===== SUPPLIED INFORMATION =====

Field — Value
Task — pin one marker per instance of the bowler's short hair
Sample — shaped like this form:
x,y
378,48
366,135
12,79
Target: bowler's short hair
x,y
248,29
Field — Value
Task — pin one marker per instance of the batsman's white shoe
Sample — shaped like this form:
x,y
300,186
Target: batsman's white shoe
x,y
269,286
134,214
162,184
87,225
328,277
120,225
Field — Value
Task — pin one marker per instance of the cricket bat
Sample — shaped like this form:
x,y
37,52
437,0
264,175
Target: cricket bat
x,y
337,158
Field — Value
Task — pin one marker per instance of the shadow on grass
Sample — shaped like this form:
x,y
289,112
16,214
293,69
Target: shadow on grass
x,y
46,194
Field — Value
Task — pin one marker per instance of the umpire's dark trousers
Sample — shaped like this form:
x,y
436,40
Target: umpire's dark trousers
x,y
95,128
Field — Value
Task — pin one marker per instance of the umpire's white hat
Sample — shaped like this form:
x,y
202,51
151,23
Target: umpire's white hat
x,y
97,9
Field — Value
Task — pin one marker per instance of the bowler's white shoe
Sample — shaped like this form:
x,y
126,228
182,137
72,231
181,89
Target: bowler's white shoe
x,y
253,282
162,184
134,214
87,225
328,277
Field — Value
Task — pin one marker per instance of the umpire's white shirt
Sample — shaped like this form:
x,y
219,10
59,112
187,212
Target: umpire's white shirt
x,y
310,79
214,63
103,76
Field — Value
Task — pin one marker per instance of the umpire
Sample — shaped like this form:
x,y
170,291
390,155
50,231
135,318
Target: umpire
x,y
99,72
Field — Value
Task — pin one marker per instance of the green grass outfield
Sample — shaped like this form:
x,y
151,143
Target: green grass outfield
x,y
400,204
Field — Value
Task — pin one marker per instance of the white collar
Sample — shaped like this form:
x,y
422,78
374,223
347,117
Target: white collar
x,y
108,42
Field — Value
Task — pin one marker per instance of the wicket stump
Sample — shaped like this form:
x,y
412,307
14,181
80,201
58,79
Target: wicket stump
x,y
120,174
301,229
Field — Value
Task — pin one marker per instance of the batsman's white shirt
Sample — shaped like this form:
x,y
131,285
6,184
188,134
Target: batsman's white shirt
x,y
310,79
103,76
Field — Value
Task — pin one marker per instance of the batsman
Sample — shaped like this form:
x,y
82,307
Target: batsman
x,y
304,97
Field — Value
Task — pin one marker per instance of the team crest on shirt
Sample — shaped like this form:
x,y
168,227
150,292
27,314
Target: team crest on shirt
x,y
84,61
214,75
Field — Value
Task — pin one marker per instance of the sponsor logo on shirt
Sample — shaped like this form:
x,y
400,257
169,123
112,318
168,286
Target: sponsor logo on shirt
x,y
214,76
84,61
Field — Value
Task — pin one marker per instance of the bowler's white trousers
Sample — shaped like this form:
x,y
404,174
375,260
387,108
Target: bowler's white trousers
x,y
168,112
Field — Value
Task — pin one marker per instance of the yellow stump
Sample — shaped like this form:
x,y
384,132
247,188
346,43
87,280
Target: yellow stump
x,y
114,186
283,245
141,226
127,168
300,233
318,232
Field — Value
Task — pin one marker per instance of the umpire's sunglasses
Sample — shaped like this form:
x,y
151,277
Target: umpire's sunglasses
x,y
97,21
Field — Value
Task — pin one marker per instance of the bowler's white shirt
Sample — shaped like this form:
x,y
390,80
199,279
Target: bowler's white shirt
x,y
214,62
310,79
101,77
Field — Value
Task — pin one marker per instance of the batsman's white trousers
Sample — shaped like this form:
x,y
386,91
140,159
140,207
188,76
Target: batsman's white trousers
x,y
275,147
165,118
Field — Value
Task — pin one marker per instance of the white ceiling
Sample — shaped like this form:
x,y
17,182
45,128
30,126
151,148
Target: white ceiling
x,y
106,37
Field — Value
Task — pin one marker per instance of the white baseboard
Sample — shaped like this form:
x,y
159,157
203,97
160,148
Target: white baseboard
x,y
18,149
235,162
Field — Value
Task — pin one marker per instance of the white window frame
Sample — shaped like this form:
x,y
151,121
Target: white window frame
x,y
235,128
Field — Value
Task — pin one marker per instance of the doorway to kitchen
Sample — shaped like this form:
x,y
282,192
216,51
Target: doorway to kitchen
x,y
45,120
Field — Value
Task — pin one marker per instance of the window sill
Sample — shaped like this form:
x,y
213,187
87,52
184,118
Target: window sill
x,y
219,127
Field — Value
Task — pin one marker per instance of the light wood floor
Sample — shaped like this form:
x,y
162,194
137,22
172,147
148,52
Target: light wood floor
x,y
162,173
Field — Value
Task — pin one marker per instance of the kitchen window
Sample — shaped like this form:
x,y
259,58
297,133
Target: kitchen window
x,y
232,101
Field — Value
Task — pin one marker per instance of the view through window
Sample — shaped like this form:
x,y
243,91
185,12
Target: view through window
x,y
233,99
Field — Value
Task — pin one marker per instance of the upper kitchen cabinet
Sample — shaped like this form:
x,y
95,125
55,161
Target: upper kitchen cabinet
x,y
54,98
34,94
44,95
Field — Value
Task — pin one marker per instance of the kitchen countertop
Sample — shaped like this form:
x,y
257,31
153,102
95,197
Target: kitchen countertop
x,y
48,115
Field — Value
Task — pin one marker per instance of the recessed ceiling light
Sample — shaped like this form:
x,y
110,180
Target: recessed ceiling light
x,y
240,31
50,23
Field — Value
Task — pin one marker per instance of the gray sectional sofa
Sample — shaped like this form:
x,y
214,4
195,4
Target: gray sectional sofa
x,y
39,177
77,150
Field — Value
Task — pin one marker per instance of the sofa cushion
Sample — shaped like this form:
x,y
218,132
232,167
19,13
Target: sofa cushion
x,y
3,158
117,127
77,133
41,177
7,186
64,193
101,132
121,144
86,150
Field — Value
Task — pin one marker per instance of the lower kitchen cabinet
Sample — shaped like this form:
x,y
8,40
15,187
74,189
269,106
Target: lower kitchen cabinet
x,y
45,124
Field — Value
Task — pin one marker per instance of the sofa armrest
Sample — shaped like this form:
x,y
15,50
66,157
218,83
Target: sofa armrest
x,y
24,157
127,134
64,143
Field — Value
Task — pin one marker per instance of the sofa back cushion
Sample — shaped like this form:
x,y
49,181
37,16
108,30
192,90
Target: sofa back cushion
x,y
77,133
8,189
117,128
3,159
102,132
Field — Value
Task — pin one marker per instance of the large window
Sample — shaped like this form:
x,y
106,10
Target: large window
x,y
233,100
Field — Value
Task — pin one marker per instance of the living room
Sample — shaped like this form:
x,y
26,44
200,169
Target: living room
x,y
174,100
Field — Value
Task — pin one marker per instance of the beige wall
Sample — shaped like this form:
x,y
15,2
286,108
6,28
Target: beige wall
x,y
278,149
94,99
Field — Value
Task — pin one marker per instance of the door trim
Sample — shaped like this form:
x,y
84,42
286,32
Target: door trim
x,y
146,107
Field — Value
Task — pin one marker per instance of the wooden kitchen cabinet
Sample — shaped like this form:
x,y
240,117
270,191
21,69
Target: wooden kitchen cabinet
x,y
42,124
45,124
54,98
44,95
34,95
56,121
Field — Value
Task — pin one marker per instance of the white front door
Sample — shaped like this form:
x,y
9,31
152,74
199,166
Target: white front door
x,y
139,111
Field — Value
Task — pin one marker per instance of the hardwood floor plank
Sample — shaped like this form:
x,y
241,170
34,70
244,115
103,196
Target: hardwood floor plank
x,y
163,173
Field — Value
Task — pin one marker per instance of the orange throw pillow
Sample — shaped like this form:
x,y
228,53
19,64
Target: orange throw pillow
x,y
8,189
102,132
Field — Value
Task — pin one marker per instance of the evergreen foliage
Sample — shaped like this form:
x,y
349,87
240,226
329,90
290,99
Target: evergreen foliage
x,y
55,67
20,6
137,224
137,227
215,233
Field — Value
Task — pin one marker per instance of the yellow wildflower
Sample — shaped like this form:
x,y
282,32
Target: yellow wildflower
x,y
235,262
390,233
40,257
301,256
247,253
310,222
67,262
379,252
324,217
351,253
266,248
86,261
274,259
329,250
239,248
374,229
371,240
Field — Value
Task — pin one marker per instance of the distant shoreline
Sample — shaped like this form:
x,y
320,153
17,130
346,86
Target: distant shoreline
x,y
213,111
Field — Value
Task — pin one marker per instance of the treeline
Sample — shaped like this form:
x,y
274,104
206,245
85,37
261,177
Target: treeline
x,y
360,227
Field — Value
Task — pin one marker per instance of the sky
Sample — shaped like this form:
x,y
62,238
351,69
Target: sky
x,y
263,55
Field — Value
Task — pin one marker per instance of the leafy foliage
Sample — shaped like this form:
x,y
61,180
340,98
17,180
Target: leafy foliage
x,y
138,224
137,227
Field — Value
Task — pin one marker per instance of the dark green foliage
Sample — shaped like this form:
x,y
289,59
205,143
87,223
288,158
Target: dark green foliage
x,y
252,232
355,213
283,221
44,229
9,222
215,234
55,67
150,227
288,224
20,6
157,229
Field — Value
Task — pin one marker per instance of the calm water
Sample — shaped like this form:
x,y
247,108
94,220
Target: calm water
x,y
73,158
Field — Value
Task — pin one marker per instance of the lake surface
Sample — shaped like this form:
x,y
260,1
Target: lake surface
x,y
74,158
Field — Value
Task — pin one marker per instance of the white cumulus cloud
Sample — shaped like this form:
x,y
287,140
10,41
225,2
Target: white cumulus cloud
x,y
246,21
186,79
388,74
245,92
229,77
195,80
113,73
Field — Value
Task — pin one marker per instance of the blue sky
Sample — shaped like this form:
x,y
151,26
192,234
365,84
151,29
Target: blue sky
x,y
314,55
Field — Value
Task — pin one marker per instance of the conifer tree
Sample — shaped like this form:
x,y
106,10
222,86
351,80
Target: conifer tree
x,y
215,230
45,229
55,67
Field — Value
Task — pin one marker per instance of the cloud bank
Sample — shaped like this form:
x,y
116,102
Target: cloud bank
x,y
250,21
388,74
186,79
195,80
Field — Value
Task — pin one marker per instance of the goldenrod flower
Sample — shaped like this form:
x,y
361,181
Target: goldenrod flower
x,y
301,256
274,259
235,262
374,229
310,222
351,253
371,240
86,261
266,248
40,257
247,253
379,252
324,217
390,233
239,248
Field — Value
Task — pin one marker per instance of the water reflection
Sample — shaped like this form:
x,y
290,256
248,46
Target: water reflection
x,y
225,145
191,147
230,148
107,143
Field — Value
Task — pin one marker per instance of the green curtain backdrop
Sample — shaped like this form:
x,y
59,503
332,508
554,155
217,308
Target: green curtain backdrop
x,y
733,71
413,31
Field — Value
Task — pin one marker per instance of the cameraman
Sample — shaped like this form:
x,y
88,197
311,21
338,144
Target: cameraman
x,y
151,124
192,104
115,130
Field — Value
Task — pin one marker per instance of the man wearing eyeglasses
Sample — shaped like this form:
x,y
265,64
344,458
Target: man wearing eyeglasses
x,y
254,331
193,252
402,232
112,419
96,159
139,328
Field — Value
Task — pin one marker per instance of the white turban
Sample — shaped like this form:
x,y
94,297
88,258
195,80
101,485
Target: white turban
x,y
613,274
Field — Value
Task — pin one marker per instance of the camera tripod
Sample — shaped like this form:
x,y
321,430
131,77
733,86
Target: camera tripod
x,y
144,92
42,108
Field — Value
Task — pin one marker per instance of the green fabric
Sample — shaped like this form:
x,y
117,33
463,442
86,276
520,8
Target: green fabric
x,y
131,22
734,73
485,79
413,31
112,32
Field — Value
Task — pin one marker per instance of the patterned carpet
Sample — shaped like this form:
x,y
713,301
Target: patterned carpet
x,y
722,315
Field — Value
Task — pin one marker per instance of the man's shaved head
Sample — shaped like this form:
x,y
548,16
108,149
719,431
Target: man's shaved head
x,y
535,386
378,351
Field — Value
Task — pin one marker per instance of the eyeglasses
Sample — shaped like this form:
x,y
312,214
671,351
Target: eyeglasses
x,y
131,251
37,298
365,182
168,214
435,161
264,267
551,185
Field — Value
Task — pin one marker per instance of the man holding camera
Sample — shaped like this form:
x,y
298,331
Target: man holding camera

=====

● PROMPT
Gather every line of the entries above that contains the string "frame", treating uppercase and lowercase as different.

● RESPONSE TO THIS TASK
Task — pin one marker per instance of the white window frame
Target: white window frame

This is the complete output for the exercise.